* **Extracted data**

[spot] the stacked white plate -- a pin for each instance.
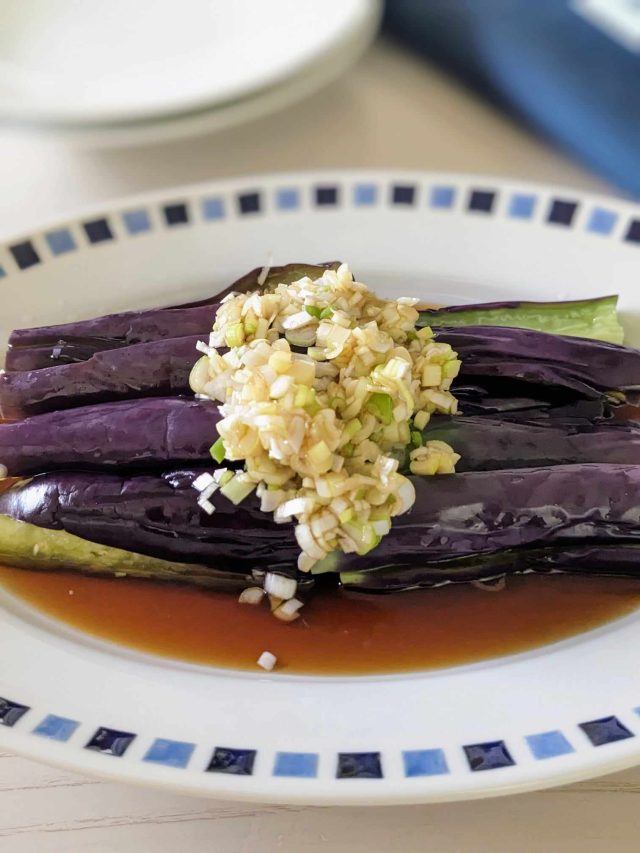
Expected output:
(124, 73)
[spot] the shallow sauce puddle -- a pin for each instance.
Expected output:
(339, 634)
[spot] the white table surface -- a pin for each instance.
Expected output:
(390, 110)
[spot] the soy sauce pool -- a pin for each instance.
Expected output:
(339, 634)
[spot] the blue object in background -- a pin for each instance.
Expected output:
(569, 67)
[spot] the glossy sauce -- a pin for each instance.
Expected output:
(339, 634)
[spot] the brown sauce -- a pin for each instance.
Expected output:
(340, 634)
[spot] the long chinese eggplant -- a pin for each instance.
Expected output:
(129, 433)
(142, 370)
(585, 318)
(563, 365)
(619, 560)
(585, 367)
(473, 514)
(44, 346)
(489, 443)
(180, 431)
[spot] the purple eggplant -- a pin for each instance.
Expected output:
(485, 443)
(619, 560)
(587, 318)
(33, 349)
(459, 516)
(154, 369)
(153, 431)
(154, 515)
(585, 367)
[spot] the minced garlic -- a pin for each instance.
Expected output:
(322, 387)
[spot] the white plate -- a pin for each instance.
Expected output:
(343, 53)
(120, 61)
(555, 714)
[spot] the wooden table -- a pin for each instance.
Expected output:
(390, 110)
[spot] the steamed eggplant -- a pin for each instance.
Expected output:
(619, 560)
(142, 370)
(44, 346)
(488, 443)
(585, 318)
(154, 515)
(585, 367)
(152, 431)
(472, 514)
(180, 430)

...

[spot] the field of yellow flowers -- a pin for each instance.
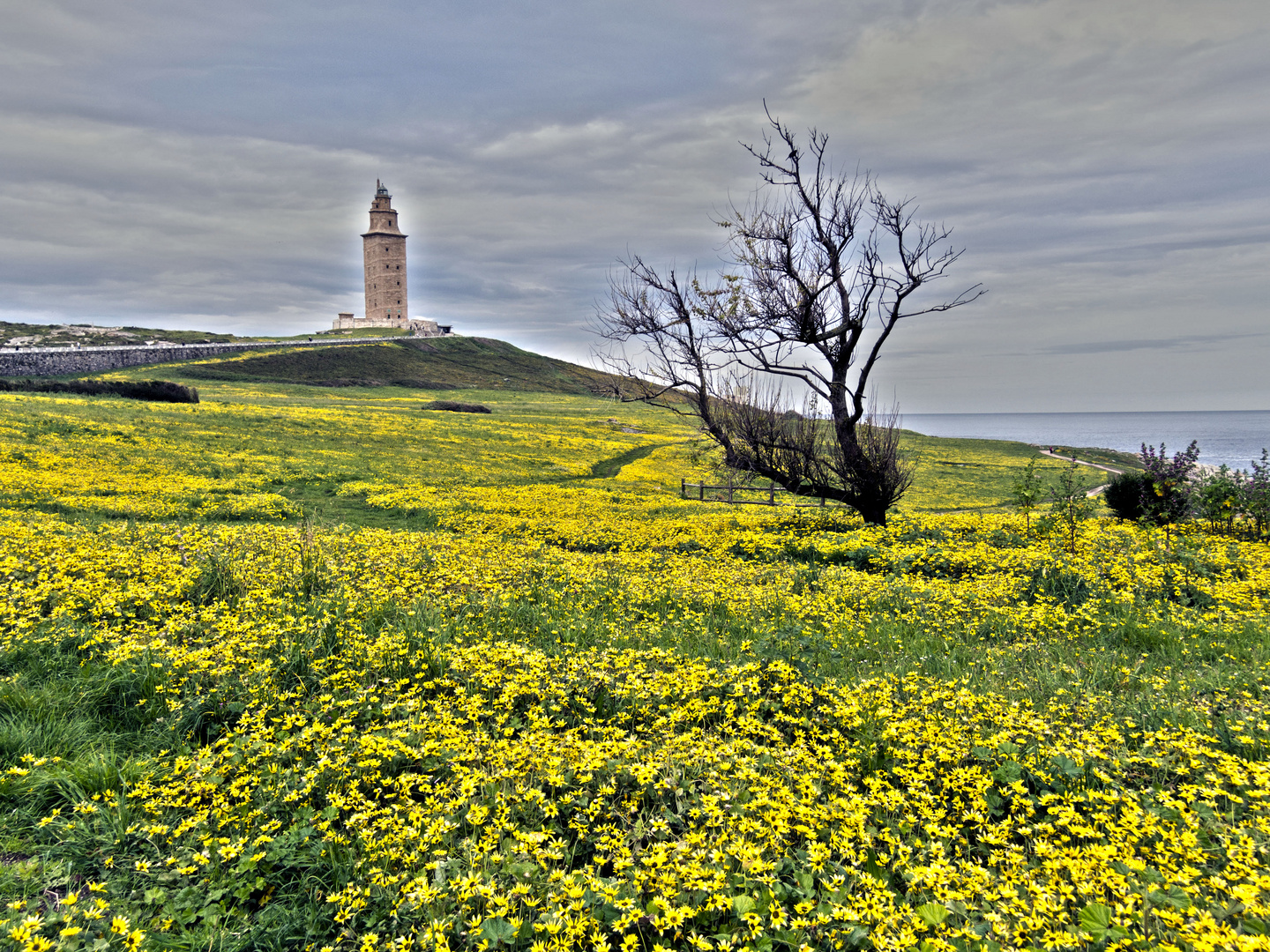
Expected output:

* **What is expected**
Gather every line of the items that contains the string "table" and list them in order.

* **Output of the task**
[spot] the white table surface -- a pin for each instance.
[spot] the wooden table -- a pin for each instance.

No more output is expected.